[Dataset items]
- - -

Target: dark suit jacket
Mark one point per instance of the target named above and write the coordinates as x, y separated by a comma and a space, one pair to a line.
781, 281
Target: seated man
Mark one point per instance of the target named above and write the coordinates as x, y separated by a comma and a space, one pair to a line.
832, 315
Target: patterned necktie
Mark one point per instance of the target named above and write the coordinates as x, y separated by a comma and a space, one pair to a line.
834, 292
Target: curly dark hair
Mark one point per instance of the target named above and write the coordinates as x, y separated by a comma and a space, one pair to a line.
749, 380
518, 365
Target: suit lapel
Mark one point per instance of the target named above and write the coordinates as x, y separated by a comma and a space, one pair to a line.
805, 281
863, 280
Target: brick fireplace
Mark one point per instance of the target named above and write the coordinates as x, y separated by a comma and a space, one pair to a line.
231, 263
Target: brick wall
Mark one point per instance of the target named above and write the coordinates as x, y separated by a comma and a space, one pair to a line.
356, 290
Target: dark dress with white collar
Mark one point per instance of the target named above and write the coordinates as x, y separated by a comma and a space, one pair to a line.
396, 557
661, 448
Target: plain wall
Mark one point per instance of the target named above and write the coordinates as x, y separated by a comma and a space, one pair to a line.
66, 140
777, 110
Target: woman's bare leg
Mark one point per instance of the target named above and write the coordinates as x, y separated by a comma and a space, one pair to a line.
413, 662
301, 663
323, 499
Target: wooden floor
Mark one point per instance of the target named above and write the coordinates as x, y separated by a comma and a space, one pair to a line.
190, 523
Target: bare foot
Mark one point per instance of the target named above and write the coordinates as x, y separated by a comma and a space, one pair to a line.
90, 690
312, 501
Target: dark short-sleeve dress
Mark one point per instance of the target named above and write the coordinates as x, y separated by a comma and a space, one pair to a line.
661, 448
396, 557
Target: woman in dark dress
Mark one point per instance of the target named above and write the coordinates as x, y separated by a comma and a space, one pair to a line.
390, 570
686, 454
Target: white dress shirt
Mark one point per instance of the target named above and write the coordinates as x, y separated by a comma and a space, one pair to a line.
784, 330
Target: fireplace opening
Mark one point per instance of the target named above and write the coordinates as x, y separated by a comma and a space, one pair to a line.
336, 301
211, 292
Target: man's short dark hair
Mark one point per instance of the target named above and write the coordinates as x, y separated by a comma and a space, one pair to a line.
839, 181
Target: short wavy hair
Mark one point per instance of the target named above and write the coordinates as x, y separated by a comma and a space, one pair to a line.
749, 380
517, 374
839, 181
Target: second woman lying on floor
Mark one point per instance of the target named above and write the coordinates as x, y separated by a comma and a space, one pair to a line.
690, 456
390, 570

- - -

▶ [TASK STATEMENT] Starting at the first line of the data above, please restate word for word every line up to and including the one that holds "Target: patterned necktie", and add nothing else.

▶ [RESULT OF THE EXERCISE]
Target: dark suit jacket
Mark one point per instance of the target named above and write the coordinates as x, y separated by a comma and a space, one pair to a line.
781, 281
Target: seated man
Mark one point per instance of the target named above and write the coordinates as x, y separated by a comma and a space, one pair to a line.
832, 315
Target: patterned necktie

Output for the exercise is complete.